### TEXT PASSAGE

⟨

By MATT KELLY
Staff Writer
As humans provide for their basic needs, they produce waste.
Attempting to prevent this waste is impossible, but finding an efficient way to use or dispose of it is more plausible.
When talking about environmental policy, property rights become the pivotal issue regarding environmental legislation.
The near extinction of the Buffalo in the nineteenth century makes the case for the efficiency of private property rights with regards to environmental protection.
Large herds of Buffalo existed in the commons.
Hunters claimed ownership of these animals by killing them to the point of near extinction.
There were no laws preventing such action. What saved the buffalo was the invention of the fence.
As people started to fence in their properties they added buffalo to their livestock.
The ownership of live buffalo created incentive to protect them and thus ensured their survival.
In the same way that laws have been created to protect citizens’ property rights, other laws have been created throughout world history to legally plunder private property.
The biggest problem when creating and implementing environmental policy is the problem of the commons.
When people share a common resource such as air or water, no one individual holds the ownership rights to that resource; therefore, the laws that govern and protect such resources can become clouded, often leading to bureaucratic manipulation.

⟩

### Extracted records
⟨

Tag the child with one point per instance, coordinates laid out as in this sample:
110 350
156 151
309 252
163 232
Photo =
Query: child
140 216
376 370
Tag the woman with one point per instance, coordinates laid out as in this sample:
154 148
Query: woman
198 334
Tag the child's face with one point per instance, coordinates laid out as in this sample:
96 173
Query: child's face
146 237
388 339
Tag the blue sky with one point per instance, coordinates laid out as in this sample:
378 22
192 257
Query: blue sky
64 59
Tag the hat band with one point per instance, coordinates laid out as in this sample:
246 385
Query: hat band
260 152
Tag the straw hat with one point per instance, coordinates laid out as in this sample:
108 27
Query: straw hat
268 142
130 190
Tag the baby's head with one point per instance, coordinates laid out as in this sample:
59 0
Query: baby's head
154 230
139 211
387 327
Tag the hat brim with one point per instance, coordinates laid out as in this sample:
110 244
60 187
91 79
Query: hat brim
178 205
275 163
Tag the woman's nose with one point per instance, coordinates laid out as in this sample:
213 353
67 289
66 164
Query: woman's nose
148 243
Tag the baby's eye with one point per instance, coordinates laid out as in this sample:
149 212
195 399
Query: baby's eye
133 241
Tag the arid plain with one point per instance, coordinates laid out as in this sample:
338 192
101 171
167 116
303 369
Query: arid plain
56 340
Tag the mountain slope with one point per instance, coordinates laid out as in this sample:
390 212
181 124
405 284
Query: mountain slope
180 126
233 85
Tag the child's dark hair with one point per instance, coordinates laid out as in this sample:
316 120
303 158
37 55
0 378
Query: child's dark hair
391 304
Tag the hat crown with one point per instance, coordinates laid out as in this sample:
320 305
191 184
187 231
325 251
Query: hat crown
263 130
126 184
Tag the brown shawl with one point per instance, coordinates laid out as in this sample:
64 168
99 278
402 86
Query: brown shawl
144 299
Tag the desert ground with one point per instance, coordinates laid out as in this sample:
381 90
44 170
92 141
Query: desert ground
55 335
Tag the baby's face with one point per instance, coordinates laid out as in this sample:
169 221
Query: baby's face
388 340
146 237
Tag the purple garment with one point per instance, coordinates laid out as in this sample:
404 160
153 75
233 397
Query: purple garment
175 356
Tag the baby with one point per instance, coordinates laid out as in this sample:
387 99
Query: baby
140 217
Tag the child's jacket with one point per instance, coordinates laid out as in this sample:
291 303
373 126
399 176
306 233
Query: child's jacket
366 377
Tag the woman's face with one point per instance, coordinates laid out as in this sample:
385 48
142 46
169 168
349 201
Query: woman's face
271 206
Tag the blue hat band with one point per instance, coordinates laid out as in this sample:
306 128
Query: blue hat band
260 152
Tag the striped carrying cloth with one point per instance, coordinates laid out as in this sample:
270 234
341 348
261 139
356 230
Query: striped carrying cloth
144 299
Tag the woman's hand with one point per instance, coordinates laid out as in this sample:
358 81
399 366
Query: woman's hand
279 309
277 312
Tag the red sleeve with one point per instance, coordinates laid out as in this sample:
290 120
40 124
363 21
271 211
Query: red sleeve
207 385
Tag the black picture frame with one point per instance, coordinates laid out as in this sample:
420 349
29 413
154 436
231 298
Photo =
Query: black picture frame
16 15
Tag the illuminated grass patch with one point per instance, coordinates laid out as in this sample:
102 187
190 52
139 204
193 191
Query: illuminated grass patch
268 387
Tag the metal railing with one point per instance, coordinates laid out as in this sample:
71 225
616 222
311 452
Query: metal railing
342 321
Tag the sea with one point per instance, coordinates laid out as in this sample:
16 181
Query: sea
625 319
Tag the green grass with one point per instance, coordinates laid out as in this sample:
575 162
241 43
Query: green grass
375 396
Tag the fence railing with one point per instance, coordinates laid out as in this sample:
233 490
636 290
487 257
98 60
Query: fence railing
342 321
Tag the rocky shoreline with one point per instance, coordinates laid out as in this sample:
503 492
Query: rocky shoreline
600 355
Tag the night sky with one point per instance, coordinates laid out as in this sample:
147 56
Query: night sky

⟩

### PROBLEMS TO SOLVE
1. According to the passage on property rights and environmental policy, why does ownership of live buffalo explain the animals' survival?
2. In the passage on property rights and the environment, what invention is credited with saving the buffalo?
3. Continue the passage on property rights and environmental policy from the point where it stops.

### ANSWERS TO EACH TASK
1. Once people fenced in their properties and added buffalo to their livestock, owning the live animals gave them an incentive to protect them. That protection ensured the buffalo survived.

2. The fence.

3.
An example is an Idaho farmer named Ronald Rawlins. In 1989, the EPA charged and found him guilty of violating the Migratory Bird Treaty Act.
He did this by applying a registered pesticide to his alfalfa crop.
A flock of geese landed on his field and began eating his alfalfa, which resulted in their death.
Even though the geese were there to destroy his crop, the government pushed aside any concern for his private property and source of income, in exchange for the protecting a living entity, despite the threat they posed to his crops.
How is a farmer supposed to survive, when he is not allowed to protect his own private property?
The laws that have been created to protect the environment are plundering the rights that the constitution claims to protect.
Human rights are irrelevant compared to the health of the planet.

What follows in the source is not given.